● WHAT YOU ARE ASKED TO DO
Starting at the line that contains "Guideline: the keypoint for each instance of the animal" and ending with the last line of the records below, rewrite those lines as a numbered list and omit any blank lines.

.....

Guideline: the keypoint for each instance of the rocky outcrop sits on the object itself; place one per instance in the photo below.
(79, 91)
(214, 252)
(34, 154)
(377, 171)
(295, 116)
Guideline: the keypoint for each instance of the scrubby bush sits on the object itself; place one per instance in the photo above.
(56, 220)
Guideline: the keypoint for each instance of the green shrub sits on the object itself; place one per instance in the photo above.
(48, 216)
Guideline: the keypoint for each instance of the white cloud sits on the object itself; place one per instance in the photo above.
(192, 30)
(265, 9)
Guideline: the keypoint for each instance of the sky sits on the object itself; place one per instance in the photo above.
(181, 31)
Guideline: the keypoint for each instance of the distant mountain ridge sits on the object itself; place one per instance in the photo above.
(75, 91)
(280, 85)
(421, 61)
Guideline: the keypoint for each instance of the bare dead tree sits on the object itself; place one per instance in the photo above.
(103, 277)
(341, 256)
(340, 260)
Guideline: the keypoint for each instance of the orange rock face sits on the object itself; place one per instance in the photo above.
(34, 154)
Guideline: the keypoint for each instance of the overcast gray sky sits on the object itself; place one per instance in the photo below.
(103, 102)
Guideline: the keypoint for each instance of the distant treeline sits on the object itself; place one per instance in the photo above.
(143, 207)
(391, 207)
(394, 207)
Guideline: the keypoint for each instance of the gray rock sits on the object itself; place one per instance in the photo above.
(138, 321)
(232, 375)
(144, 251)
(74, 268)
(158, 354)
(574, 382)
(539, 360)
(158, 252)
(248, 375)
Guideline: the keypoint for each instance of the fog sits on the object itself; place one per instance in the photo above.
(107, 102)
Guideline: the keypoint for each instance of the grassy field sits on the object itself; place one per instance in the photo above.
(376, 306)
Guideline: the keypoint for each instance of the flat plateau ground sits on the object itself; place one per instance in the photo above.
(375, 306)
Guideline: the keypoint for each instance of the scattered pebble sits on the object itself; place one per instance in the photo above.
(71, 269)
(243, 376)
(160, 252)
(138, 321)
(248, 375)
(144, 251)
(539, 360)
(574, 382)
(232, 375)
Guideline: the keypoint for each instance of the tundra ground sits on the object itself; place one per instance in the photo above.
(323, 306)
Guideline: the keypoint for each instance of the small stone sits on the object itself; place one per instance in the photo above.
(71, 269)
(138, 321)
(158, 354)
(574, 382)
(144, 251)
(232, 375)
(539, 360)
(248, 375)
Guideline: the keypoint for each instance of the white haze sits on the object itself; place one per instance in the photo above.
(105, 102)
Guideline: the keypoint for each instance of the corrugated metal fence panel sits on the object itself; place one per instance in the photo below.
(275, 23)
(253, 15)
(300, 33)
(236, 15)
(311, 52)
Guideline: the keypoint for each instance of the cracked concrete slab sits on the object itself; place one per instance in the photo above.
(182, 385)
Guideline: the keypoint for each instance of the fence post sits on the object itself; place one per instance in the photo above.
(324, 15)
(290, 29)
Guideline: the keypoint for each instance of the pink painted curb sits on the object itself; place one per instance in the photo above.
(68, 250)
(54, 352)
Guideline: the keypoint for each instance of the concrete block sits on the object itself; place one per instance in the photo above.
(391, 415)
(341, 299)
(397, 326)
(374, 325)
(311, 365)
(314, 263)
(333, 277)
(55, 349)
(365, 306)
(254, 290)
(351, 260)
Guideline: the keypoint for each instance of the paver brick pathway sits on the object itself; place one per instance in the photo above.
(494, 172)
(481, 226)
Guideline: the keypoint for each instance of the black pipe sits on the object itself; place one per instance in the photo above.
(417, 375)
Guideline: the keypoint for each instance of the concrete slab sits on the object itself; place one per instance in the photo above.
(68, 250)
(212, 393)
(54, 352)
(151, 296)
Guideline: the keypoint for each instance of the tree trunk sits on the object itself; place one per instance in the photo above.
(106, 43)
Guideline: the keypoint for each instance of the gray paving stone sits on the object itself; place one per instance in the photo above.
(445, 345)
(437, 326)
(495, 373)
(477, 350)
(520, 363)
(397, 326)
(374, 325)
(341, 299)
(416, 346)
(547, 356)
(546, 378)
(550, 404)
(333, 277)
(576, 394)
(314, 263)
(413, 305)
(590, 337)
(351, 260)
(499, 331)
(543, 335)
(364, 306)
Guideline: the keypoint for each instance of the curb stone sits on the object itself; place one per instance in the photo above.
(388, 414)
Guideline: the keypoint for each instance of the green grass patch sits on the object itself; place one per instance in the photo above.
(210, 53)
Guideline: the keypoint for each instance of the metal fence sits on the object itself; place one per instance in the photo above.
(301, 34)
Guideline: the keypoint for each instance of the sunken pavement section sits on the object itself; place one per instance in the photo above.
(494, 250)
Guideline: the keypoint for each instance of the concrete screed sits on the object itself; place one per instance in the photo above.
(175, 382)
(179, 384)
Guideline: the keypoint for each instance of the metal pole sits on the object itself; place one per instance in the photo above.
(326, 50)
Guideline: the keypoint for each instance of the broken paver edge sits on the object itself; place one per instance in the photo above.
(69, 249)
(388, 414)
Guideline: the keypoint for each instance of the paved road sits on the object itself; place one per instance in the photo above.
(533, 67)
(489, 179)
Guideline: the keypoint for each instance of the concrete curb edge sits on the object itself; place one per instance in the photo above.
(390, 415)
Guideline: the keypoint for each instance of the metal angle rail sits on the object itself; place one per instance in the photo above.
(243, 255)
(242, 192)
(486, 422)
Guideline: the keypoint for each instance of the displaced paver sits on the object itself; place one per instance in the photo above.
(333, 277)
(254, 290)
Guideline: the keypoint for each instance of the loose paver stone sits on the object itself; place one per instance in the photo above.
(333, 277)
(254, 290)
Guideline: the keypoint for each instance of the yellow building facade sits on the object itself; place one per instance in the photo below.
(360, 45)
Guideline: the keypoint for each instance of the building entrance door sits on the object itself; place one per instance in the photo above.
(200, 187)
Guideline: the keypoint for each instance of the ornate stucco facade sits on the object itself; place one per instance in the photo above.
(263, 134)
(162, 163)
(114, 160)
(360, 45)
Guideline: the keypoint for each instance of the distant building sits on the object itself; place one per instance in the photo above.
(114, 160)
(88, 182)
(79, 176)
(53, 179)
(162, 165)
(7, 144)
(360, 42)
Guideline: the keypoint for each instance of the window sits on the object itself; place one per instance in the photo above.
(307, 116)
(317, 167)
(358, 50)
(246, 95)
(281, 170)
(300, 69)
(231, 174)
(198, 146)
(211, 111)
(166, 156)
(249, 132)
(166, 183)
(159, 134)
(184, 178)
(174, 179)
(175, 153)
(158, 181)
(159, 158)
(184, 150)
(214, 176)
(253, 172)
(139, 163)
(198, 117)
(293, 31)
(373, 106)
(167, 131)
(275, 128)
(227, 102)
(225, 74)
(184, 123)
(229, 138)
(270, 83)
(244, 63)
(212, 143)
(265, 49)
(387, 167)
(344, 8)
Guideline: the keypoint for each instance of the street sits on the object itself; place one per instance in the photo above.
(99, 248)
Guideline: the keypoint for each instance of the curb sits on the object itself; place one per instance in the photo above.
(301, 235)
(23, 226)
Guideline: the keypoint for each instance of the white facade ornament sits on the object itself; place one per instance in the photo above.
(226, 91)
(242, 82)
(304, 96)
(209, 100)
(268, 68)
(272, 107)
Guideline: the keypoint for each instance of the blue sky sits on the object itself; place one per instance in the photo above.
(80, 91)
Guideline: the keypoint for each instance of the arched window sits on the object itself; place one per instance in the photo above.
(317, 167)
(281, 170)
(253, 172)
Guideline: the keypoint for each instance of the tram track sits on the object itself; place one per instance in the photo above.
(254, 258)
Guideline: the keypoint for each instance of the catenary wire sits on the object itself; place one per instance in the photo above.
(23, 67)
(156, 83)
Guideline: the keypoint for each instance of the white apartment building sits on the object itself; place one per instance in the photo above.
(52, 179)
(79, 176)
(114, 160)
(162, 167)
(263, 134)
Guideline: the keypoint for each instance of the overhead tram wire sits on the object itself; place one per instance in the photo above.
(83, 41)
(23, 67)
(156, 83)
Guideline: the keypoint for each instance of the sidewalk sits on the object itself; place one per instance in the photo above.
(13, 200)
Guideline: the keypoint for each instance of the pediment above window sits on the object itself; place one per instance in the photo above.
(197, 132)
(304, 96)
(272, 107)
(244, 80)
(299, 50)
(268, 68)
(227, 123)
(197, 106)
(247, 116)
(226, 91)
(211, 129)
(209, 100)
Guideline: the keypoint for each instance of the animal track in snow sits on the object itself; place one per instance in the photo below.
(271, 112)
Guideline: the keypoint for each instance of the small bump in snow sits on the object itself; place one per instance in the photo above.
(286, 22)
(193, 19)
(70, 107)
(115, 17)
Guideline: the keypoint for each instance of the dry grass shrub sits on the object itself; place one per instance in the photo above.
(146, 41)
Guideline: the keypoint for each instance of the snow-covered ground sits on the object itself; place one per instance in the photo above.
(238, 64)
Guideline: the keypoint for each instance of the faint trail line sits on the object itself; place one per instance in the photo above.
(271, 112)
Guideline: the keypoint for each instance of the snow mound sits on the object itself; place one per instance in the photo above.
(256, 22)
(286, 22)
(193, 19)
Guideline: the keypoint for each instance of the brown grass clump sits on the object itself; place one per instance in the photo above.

.....

● THE OUTPUT
1. Guideline: the keypoint for each instance of the animal track in snow sits on the object itself; place one per instance in the photo below.
2. (271, 112)
3. Guideline: the keypoint for each instance of the small bump in snow sits on the object itself; place one per instance in the photo above.
4. (286, 22)
5. (193, 19)
6. (70, 107)
7. (115, 17)
8. Guideline: the keypoint for each instance of the dry grass shrub sits on the object itself; place one per instance in the photo above.
9. (146, 41)
10. Guideline: the keypoint for each instance of the snow-covered ground sits on the object itself; place one per instance in the photo above.
11. (238, 64)
12. Guideline: the keypoint for each instance of the faint trail line sits on the object itself; place one per instance in the photo above.
13. (271, 112)
14. Guideline: the keypoint for each instance of the snow mound sits on the object itself; place one per instance in the photo above.
15. (256, 22)
16. (286, 22)
17. (193, 19)
18. Guideline: the keypoint for each instance of the brown grass clump sits on the object itself; place one per instance in the photo above.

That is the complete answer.